▶ [Document section]
· · · · · · ·

Kansas City Southern’s (NYSE: KSU) second-quarter revenue dipped 23% amid a 21% drop in carload volumes.
Revenue in the second quarter of 2020 totaled $547.9 million, down 23% from the same period in 2019 as demand slumped because of the coronavirus pandemic, the railroad said early Friday, July 17.
Second-quarter net profit was $110.3 million, or $1.16 per diluted share, compared with $129.1 million, or $1.28 per diluted share, in the second quarter of 2019.
Operating expenses were $367.5 million in the second quarter, compared with $506 million a year ago. Meanwhile, operating income was $180.4 million, compared with $208 million last year.
Kansas City Southern’s (KCS) operating ratio was 67.1% in the second quarter, compared with 70.9% for the same period in 2019. Operating ratio is a metric that can be used to gauge the financial health of a company. KCS calculates operating ratio by dividing operating expenses by revenue.
Lower revenue among all of KCS’ segments led to second-quarter revenue of $547.9 million, compared with $714 million in the second quarter of 2019.
KCS declined to provide guidance on revenue, volume, operating ratio or earnings per share given the economic uncertainty brought about by the global COVID-19 pandemic. The railroad said its capital expenditures guidance for 2020 remains at $425 million or below, while guidance for 2021 and 2022 capital expenditures remains at around 17% of revenue.
KCS expects free cash flow in 2020 to total around $500 million.
“Kansas City Southern demonstrated excellent execution during an extremely challenging quarter,” stated KCS President and CEO Pat Ottensmeyer. “Our network experienced a rapid decline in volumes followed by an unprecedented rebound, forcing us to quickly adjust our service model to match customer demand while optimizing our cost structure.
He continued, “Precision scheduled railroading is producing sustainable improvements to customer service and operations, and has been a key contributor to the company’s strong cost performance this quarter.”

· · · · · · ·

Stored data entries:
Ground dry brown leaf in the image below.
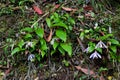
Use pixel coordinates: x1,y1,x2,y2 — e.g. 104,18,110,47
46,29,52,42
62,7,77,11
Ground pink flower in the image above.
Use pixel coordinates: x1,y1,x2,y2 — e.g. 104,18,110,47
83,47,89,53
95,41,107,48
90,51,102,59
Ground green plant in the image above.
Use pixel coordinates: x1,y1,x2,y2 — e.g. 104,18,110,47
80,26,120,61
46,13,75,56
7,13,75,61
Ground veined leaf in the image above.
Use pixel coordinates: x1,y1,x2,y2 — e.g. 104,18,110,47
110,46,117,53
56,30,67,42
60,43,72,56
46,18,51,27
35,28,44,38
11,47,20,55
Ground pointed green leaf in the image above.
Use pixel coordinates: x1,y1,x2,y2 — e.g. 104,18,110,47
110,46,117,53
109,39,119,44
11,47,20,55
53,42,59,50
35,28,44,38
40,39,48,50
56,30,67,42
52,22,68,29
60,43,72,56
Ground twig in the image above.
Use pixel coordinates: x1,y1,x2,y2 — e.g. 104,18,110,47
31,12,49,28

· · · · · · ·

▶ [What to work on]
A. Return the passage of the Kansas City Southern report starting with "Second-quarter net profit" and going on through "million last year.", word for word.
B. According to the Kansas City Southern report, how much free cash flow does KCS expect in 2020?
C. Please say whether each statement agrees with the Kansas City Southern report, answering yes or no and quoting the words that decide it: (i) Operating expenses in the second quarter were higher than a year earlier. (ii) KCS calculates operating ratio by dividing operating expenses by revenue. (iii) KCS gave guidance on earnings per share.

▶ [Activity answers]
A.
Second-quarter net profit was $110.3 million, or $1.16 per diluted share, compared with $129.1 million, or $1.28 per diluted share, in the second quarter of 2019.
Operating expenses were $367.5 million in the second quarter, compared with $506 million a year ago. Meanwhile, operating income was $180.4 million, compared with $208 million last year.

B. Around $500 million.

C.
(i) No: "Operating expenses were $367.5 million in the second quarter, compared with $506 million a year ago."
(ii) Yes: "KCS calculates operating ratio by dividing operating expenses by revenue."
(iii) No: "KCS declined to provide guidance on revenue, volume, operating ratio or earnings per share"